TEXT:
In the reform era the class structure of Chinese society and the nature of class politics have changed as the source of Party legitimacy has moved from socialist ideology to economic performance under conditions of “market socialism” (the CCP is nowadays a ‘party in power’ rather than a ‘revolutionary party’). A new class of private entrepreneurs unknown under Mao emerged, empowered by their riches and gradually embraced by the Party. Workers and farmers, formerly the bedrock of the CCP regime, have been marginalised by the restructuring of agriculture and industry. Millions have lost their jobs, their access to social welfare and their sense of place in a society that increasingly values a nakedly neoliberal vision of modernization rooted in urbanization and consumption. Economic opportunities have enabled the re-emergence of the middle classes (or ‘middle income stratum’; 中产阶层 rather than 阶级). They have also created a floating population of migrant workers: a new urban underclass with a corresponding cohort of those ‘left behind’ in the hollowed out countryside.
Class politics were one of the defining characteristics of PRC history in the 20th Century. In the transition to market socialism ushered in by Deng Xiaoping’s economic reforms many class based terms have disappeared from the official lexicon, but class remains an analytically and substantively important way of approaching Chinese society. New types of class relations between the party and the people and horizontally between different groups are having a fundamental effect on Chinese society. Classification of the population was one of the first steps taken to establish the new regime, and by the early 1950s everyone in China was assigned a class from a granular list of 62 descriptors. People were assigned a class origin (阶级成分) determined by their activities in the three years immediately prior to 1949, and class background (家庭出生) based on their father’s occupation at time of birth. These two pieces of information, a socio-economic position and a political inclination implied by behaviour, were included on peoples’ household registration documents and went a long way to determining one’s fate during successive campaigns against landlords, industrialists, intellectuals, the bourgeoisie, rightists, capitalists and the like, which came to head in the Cultural Revolution. Class consciousness was ideological, political and operationalized through designations that for very large numbers of Chinese people and their offspring were a matter of life and death. People identified as ‘reds’ (peasants, workers, revolutionary soldiers) could do well (to the extent that anyone prospered under Mao), whereas coming from a ‘black’ background (capitalists, landlords, nationalists) was an invitation to be ‘criticized’ and worse during recurrent bouts of ‘class struggle’. By the end of 1956, the means of production were largely socialized. The countryside was arranged in collectives, urban enterprises were under state control and the effective negation of private property culminated during the Great Leap Forward. But that didn’t mean the end of class struggle.
When Mao appealed to the “bourgeoisie” within the Party, ostensibly soliciting feedback from academics, journalists and other intellectuals, he was shocked by the level of criticism and quickly launched the Anti-Rightist campaign to purge them. The pernicious threat of the “bourgeoisie” coloured much of Mao’s subsequent rule. When he identified four major classes (two exploiting, two labouring), he set the quota for class enemies (imperialists, bureaucrat capitalists, Rightists et al) at 5% of the population. Class struggle was central to Mao’s modus operandi, and was often underpinned by strategic thinking to further his own goals vis-à-vis political opponents in the top echelon of the Party leadership. The abandonment of Mao’s Great Leap and Deng Xiaoping’s role in re-introducing the material incentives that led to increases in production and recovery in the devastated countryside planted the seed for his subsequent purge (having been identified as a Capitalist Roader). Party leaders who did not accept Mao’s vision or otherwise incurred the Chairman’s displeasure were labelled class enemies. By the launch of the Cultural Revolution in 1966, Mao’s power struggles led him to directly appeal to the masses to attack those in the Party supposedly taking the ‘capitalist road’.

Object location annotation data:

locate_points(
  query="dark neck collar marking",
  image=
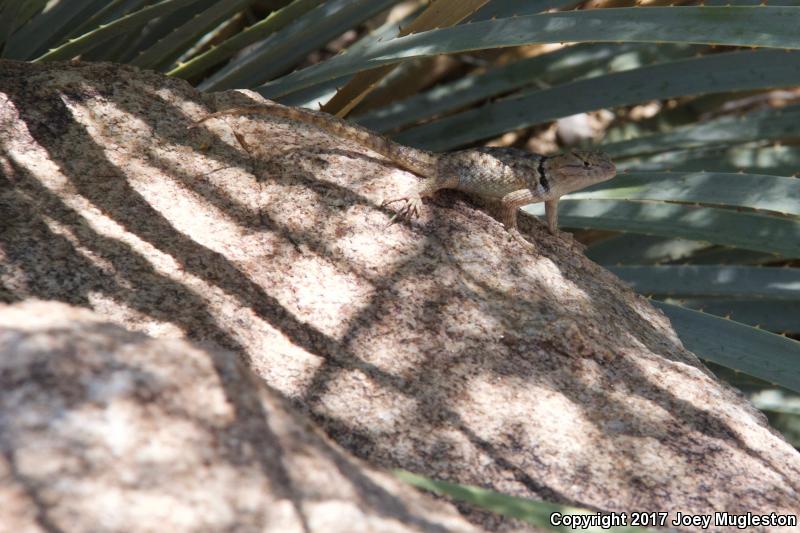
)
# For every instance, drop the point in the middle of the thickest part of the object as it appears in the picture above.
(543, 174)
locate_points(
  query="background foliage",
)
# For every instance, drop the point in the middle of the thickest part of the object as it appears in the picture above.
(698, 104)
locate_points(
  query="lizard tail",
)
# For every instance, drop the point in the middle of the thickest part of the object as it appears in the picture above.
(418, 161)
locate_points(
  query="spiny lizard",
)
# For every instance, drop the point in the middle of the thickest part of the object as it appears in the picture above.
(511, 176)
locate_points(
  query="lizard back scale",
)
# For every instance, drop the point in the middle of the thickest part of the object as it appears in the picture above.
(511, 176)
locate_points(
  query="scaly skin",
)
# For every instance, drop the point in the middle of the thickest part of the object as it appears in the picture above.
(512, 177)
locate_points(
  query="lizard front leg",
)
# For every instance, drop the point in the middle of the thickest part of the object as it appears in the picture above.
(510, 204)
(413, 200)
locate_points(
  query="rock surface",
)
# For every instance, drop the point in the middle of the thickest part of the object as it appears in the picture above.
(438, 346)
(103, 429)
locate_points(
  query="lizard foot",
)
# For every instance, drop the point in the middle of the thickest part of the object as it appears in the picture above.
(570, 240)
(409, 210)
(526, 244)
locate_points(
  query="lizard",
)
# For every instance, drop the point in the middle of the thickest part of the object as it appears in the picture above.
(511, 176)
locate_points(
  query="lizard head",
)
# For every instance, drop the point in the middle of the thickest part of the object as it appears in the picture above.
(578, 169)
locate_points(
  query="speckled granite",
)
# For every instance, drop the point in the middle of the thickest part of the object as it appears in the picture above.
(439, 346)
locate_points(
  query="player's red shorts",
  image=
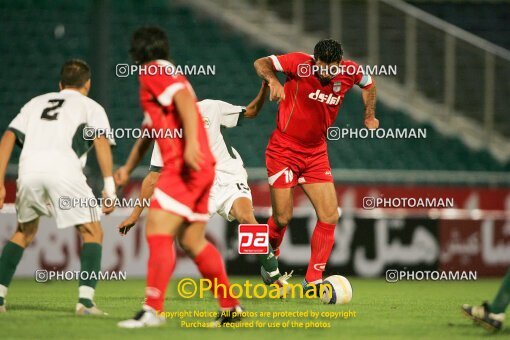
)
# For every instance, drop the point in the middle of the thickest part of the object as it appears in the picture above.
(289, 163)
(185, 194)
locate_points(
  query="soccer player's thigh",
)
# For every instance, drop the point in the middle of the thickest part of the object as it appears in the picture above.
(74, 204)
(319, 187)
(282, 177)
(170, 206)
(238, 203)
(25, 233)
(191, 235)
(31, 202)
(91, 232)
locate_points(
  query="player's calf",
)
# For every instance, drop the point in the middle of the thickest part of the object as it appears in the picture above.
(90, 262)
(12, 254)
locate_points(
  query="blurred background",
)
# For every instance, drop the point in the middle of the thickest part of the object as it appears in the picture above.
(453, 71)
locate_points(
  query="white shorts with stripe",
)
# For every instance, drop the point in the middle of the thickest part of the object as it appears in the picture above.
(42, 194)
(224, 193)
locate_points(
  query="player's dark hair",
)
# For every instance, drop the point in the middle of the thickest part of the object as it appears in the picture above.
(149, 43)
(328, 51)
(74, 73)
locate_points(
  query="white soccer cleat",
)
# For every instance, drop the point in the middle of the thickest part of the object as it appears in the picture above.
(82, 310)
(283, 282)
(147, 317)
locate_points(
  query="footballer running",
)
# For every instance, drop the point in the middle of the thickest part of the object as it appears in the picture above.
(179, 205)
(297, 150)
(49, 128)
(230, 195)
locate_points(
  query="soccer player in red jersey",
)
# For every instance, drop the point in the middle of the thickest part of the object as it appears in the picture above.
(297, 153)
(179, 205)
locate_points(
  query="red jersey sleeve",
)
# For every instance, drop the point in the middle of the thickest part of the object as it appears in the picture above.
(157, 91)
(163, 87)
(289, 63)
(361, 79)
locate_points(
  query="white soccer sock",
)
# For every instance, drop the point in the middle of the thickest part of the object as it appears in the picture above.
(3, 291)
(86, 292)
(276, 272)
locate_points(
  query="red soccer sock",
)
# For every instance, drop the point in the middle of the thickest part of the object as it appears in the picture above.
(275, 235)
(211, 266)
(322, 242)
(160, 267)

PROMPT:
Please continue the text on class politics in China from where it stops. The entries have nothing to do with what follows.

RESULT OF THE EXERCISE:
After Mao’s death, ‘black’ class labels were removed and the judgement on Mao contained in the 1981 “Resolution on Certain Questions in the History of Our Party Since the Founding of the People’s Republic of China” came with an attempt to smooth class relations. To wit, workers and intellectuals were said to belong to the same heterogeneous class; the possibility of class conflict under socialism was denied; and it was claimed that ‘the bourgeoisie’ couldn’t possibly exist within the Party. But as Deng’s reforms started to deliver results, and some sectors ‘got rich before others’, these simplifications came under stress, from the obvious advantages that Party cadres (and later their children, the despised富二代) were beginning to enjoy and the exclusion of the large number of private and would-be entrepreneurs. The Party’s response (with a blip around 1989 and accelerating after 1992) was to encourage the development of the middle classes (or strata)—and to embrace private entrepreneurs. This was the major symbol of the changing emphasis of economic activity over class relations, finessed post-hoc by Jiang Zemin’s notion of the Three Represents (the Party represents advanced social and productive forces, advanced culture and the interests of the overwhelming majority).
A middle class society is an aspiration for China. China’s modernization, the major pre-occupation for successive regimes since the mid-19th Century, has come to be tied to the development of a certain conception of the “middle class lifestyle” embodied by people who possess certain characteristics, behaviours and norms, many of them tied up with consumption and urbanization. Those who don’t fit the norm—typically migrants—are cajoled to become “civilized” (文明) or ostracized for their inferior “quality” (素质). The modernizing narrative is ubiquitous and to “be modern” is tied to the other pillar propping up the CCP regime, nationalism, via the “Chinese Dream” of prosperity and power. Certain types of economic behaviour—notably consumption—have been reified as acts of patriotism (notwithstanding the recent anti-corruption campaign against excessive consumption among party officials). Much is expected of the Chinese middle classes (by the Party as much as Chinese businesses and multinationals), and much is being provided for their benefit. The middle classes are seen as a force for “stability” (the regime’s major pre-occupation in the reform era), and the engine for upgrading China’s economic model, particularly via consumption (viz the expansion of higher education, tourism, online shopping, home buying, the automobile market etc.) When the middle classes are unhappy, governments listen: compare the fate of urban home-owner’s protests and demonstrations against chemical factory construction in well-off urban areas with those of dispossessed farmers or unpaid workers.